Dataset entries:
————

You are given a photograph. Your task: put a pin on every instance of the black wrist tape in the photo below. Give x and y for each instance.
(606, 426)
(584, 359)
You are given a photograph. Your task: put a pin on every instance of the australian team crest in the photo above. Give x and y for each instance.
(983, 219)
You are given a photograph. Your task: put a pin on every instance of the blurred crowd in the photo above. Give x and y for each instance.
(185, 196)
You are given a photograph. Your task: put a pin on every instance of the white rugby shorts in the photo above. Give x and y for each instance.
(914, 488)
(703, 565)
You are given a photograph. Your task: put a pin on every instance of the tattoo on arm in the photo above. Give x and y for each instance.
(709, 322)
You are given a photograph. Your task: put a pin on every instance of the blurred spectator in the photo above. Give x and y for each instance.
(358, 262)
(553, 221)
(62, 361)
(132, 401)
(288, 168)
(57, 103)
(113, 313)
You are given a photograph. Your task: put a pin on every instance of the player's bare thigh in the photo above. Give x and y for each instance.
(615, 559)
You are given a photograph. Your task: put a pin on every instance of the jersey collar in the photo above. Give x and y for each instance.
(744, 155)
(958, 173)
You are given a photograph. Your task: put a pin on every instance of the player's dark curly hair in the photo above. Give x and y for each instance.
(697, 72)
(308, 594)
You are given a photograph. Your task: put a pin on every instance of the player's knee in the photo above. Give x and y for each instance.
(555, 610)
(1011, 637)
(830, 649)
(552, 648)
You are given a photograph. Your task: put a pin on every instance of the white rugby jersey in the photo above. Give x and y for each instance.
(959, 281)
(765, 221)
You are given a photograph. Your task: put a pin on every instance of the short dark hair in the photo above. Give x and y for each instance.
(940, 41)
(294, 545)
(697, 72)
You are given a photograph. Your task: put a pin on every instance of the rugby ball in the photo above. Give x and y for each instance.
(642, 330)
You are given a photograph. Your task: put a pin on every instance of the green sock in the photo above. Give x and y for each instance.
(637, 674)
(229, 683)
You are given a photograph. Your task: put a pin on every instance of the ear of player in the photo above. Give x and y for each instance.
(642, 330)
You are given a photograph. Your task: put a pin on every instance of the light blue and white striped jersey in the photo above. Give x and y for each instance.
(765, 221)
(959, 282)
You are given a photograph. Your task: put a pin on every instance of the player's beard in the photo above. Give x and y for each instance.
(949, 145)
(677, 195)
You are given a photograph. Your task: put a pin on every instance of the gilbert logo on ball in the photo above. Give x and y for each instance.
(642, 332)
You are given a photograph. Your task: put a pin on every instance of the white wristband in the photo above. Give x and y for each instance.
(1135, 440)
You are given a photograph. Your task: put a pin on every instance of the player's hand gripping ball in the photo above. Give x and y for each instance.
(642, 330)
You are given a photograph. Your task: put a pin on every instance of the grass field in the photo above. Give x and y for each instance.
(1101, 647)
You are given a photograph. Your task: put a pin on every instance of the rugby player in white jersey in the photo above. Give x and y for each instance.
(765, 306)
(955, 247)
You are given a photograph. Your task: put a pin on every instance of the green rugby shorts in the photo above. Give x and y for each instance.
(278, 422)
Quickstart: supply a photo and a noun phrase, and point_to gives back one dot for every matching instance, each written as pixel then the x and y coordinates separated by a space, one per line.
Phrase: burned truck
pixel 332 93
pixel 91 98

————

*GOAL OF THE EXERCISE*
Print out each line of the data exactly.

*EXPECTED OUTPUT*
You are given a photograph. Your task: put a pin on every instance of the black wrist tape in the photo below. Give x and y for each instance.
(606, 426)
(584, 359)
You are given a photograph. Your task: put a pin on every instance of the australian team crest in the photo above. Give x and y for each instance.
(983, 219)
You are given a photograph. Your task: put a pin on every instance of the blurred crowd in the photo above. Give x and y for each instance.
(185, 196)
You are given a photograph. Your task: put a pin on every instance of the white rugby shorts in the photo above. Give x and y for each instance.
(914, 488)
(703, 565)
You are given a photograph. Your task: put a pin on every instance of the tattoo on arm in the photo above. Give x and y for each instance.
(709, 322)
You are given a photograph. Your task: put a pin on every instance of the blurred spectator in the photo above. Give x and y for each instance.
(358, 262)
(553, 221)
(62, 361)
(132, 401)
(288, 168)
(57, 103)
(113, 313)
You are given a photograph. Your task: put a pin on every instance of the player's bare thigh in the photo above. Give x and y for each instance.
(615, 559)
You are given a photograph. Your task: put a pin on every instance of the jersey collar in the photo above. Give x and y for each instance.
(744, 155)
(958, 173)
You are given a photograph. Your task: put a pin on every instance of the player's dark curly hair in the photo above. Give x and y for each instance.
(697, 72)
(308, 594)
You are given a photograph. Your task: put a pin on every instance of the player's knee in the photo above. Give x and y for each instance.
(555, 610)
(1011, 637)
(830, 649)
(552, 648)
You are given a photograph. Your task: put a pin on every instance of the white rugby jersey in the photo above. Give x and y for each instance.
(959, 281)
(765, 221)
You are given a photograph. Your task: put a pin on every instance of the short dark hair in the photo above. Give x and y for each instance.
(940, 41)
(294, 545)
(697, 72)
You are given a photograph. Your task: put a pin on every instance of the rugby ball in the photo above. Give x and y for each instance.
(642, 330)
You are given a photograph. Your task: put a pin on every instance of the green sock in the photo above. Give x and y for each instance.
(637, 674)
(229, 683)
You are given a photograph. Your task: put a pin on every instance of the ear of player in the photo above. Give x and y for each instance.
(642, 330)
You are given a photograph. Your task: put a pin on every instance of the light blue and white striped jersey in the photo above. Give x and y for each instance.
(765, 221)
(959, 282)
You are given a photograph. Your task: put a pin on every instance of the player's beard in the photo above. Give x and y for each instance.
(949, 145)
(677, 195)
You are given a photograph. Your task: put a pin on every instance of the gilbert logo on ball in the photo above. Give x and y for each instance.
(642, 332)
You are given a photograph. Your task: put a pin on every instance of the white wristband in the photo above. Give x and y for each instance.
(1135, 440)
You are given a photograph. Your task: put a pin on every instance of the player's hand gripping ball in the photo above. Give x and y for each instance.
(642, 330)
You are given a photograph. Your task: put a pin on every instance of the grass field in the photo above. Give x and y for each instance.
(1101, 647)
You are given a photograph. Your task: put a pin on every instance of the rugby player in white jersey in the photo above. Give x and y for each instance.
(765, 306)
(955, 247)
You are given a photograph. Your task: put a pin on every instance of the green rugby shorts in the photo above. Give x and y for each instance.
(278, 422)
Quickstart: supply a photo and a noun phrase, and point_to gives back one dot for every matching instance, each written as pixel then the x and y coordinates separated by a space, one per line.
Phrase: burned truck
pixel 332 93
pixel 91 98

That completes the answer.